Toxic workplaces override wellness efforts: Stanford professor

Health and wellness programs are virtually meaningless if a workplace culture is bad, according to Jeffrey Pfeffer, a professor of organizational behavior at Stanford University’s graduate school of business. Speaking during the annual Great Place to Work conference in New Orleans, Pfeffer said that unhealthy workplaces can cause up to 125,000 employee deaths each year and add up to $130 billion in excess annual company costs.

“Many of the individual behaviors you are focusing on in your health and wellness programs [such as] stop smoking, eat better, exercise more, are in fact the consequences of the environments in which they [employees] are working,” Pfeffer says. “If you work people to death, of course they are going to smoke more, drink more and eat worse.”

Pfeffer outlined his concept of “social sustainability,” where companies invest more in making their human capital sustainable.

“Work organizations ought to be measuring the health of their workforce,” he said in his keynote speech. “Just as many places today measure carbon, renewables and environmental impacts, we ought to measure human sustainability just as much as we measure environmental sustainability.”

When determining well-being and longevity of workforces, Pfeffer said that most company wellness programs – which conventionally promote individual health and wellness, biometric screenings and smoking and drinking cessation programs – do fall short of really instituting change. Indicators such as work-family conflict, lack of job control, perceived fairness at work, as well as layoffs and economic insecurity, all play a huge role in workforce health, he added.
= = = = =
PROMPT 1: Copy from the article on toxic workplaces and wellness programs, word for word, the passage running from "Health and wellness programs are" to "annual company costs.".
PROMPT 2: Continue the article on toxic workplaces and wellness programs from the point where it stops.

LISTED ENTRIES:
= = = = =
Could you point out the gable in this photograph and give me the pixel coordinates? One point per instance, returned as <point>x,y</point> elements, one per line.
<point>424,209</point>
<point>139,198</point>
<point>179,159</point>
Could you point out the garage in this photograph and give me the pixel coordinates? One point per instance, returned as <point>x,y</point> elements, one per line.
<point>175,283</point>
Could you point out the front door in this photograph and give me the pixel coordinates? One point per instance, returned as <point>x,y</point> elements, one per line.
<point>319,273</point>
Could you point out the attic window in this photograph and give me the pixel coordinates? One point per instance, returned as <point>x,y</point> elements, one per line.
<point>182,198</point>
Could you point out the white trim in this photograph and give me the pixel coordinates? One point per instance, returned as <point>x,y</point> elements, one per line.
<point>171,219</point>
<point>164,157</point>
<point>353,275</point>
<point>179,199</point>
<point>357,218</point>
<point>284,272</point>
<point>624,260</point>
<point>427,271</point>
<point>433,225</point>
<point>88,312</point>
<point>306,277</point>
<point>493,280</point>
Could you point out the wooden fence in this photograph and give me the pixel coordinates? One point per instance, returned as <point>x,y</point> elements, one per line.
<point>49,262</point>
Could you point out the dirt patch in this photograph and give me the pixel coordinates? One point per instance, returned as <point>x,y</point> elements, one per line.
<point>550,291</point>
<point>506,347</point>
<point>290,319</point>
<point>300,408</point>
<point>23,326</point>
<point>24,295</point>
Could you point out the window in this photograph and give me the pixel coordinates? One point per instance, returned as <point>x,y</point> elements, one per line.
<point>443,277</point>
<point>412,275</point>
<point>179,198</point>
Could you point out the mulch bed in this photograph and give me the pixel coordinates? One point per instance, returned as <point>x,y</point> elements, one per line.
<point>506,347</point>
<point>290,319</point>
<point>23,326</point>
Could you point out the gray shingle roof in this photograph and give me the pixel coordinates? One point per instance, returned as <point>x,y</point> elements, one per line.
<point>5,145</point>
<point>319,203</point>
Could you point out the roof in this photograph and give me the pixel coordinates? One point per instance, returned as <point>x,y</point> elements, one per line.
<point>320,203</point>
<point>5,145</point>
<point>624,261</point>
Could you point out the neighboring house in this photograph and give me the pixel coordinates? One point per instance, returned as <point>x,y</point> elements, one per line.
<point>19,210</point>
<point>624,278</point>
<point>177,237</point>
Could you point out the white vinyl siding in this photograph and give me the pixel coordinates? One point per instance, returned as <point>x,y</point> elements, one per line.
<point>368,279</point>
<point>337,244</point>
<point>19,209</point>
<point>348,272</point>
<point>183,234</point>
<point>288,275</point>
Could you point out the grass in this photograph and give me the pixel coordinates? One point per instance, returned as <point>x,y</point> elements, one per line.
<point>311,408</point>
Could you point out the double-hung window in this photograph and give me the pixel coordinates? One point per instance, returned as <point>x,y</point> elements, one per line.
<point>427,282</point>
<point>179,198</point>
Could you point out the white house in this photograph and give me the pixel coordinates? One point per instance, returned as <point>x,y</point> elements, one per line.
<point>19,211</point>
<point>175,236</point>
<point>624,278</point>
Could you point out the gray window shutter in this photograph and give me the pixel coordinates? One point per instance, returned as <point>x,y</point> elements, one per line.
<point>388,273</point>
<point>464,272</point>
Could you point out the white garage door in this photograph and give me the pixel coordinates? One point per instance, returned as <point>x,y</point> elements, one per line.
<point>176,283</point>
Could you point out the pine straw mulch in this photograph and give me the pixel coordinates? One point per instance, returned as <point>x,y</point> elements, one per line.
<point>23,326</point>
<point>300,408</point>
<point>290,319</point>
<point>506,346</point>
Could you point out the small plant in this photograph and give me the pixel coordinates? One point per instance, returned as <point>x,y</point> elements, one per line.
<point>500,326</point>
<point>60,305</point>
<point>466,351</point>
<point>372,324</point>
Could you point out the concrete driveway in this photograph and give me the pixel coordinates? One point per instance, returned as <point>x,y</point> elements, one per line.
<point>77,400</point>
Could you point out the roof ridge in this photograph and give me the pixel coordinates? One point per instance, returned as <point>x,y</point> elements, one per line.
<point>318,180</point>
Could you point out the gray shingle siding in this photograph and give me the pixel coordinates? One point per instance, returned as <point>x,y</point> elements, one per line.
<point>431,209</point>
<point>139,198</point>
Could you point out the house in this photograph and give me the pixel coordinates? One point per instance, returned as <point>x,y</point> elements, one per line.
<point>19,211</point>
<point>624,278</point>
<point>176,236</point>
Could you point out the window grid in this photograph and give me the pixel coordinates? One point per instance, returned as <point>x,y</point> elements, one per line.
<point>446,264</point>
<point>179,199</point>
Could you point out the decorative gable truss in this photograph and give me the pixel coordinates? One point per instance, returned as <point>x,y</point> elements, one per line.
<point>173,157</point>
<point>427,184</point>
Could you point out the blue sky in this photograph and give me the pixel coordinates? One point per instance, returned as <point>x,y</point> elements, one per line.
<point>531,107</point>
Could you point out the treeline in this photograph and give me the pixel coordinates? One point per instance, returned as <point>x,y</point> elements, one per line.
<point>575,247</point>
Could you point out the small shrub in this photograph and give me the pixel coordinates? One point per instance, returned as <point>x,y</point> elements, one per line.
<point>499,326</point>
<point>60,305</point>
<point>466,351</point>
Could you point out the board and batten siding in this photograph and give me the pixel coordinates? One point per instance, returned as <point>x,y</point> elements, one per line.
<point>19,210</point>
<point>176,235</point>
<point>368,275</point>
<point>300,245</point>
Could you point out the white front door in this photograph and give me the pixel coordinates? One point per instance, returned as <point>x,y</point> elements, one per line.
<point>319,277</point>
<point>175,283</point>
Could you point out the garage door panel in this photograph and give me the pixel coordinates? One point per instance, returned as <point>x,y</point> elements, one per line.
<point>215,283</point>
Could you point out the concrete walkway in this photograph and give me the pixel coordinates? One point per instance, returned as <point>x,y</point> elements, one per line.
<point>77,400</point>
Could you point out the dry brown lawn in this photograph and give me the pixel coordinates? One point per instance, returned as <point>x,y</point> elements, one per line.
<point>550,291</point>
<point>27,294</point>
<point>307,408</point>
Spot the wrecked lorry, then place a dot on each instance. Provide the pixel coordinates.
= = = = =
EXERCISE RESPONSE 1:
Health and wellness programs are virtually meaningless if a workplace culture is bad, according to Jeffrey Pfeffer, a professor of organizational behavior at Stanford University’s graduate school of business. Speaking during the annual Great Place to Work conference in New Orleans, Pfeffer said that unhealthy workplaces can cause up to 125,000 employee deaths each year and add up to $130 billion in excess annual company costs.

EXERCISE RESPONSE 2:
“The higher you are [in the organizational structure of your company] the more control you have; the lower you are, [the] more flows down hill,” Pfeffer said, while noting that  low control over one’s work increases a person’s likelihood of having a cardiovascular event.

“This should not be surprising to you: Stress kills,” he said. “Nothing is more stressful than being in a workplace where you do not have control of the pace of what you are doing.”

In addition to offering health and wellness programs, Pfeffer said that a full revamp of workplace culture is also needed. Stanford University research finds that when employees avail themselves of wellness programs, there is only a $157 reduction in cost per individual.

“Because if I offer you health and wellness programs, and diet and exercise assistance, but I do not change the conditions in which you work, I am fighting a losing battle,” Pfeffer says.

According to Pfeffer’s research, some European countries report, on average, 22.4% less in workplace health care costs than U.S. companies. If the U.S. were to take up similar European approaches to workplace health and health care, it would result in a $42 billion reduction in health care spending, he said.